What the task requires:
Copy the entries below with "even-odd fill rule" swapped for "nonzero winding rule" everywhere it appears, keeping all other text unchanged and leaving out the pictures.

Entries:

········

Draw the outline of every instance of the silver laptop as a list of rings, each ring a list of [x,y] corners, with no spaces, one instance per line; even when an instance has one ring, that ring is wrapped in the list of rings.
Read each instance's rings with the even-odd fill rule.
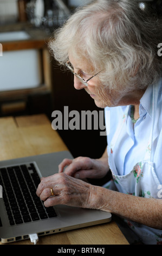
[[[73,157],[64,151],[0,162],[1,242],[111,221],[111,214],[100,210],[62,205],[46,208],[37,197],[40,178],[57,173],[58,165],[64,158]]]

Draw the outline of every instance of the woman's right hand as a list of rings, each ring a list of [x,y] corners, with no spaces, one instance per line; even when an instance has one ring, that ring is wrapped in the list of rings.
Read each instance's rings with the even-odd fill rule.
[[[80,156],[73,160],[65,159],[59,166],[59,173],[64,171],[66,174],[80,179],[101,179],[108,170],[107,157],[92,159]]]

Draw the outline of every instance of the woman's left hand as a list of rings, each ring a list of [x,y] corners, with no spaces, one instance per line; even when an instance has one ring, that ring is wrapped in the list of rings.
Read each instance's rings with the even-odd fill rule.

········

Completed exercise:
Draw the outline of every instance of the silver laptop as a list of rings, each ring a list of [x,y] corners, with no spaces, one instance per line; even when an instance has one ring, that ring is wrapped in the list of rings.
Read each instance's rings with the nonzero winding rule.
[[[73,157],[64,151],[0,162],[1,242],[111,221],[111,214],[100,210],[62,205],[46,208],[37,197],[40,178],[57,173],[58,165],[64,158]]]

Draw the outline of every instance of the woman's right hand as a list of rings, each ring a list of [x,y] corners, with no spaces, one instance per line; even when an instance has one ring, that ring is wrapped in the list of rings.
Read each instance's rings with the nonzero winding rule.
[[[80,156],[73,160],[65,159],[59,166],[59,173],[64,171],[66,174],[80,179],[101,179],[108,170],[107,157],[92,159]]]

Draw the outline of every instance of the woman's left hand as a list of rings, each ring a list of [x,y] corners, with no spaces, one instance per line; even when an instance has one ring, that ring is wrapped in the list of rings.
Read each instance's rings with the nonzero winding rule.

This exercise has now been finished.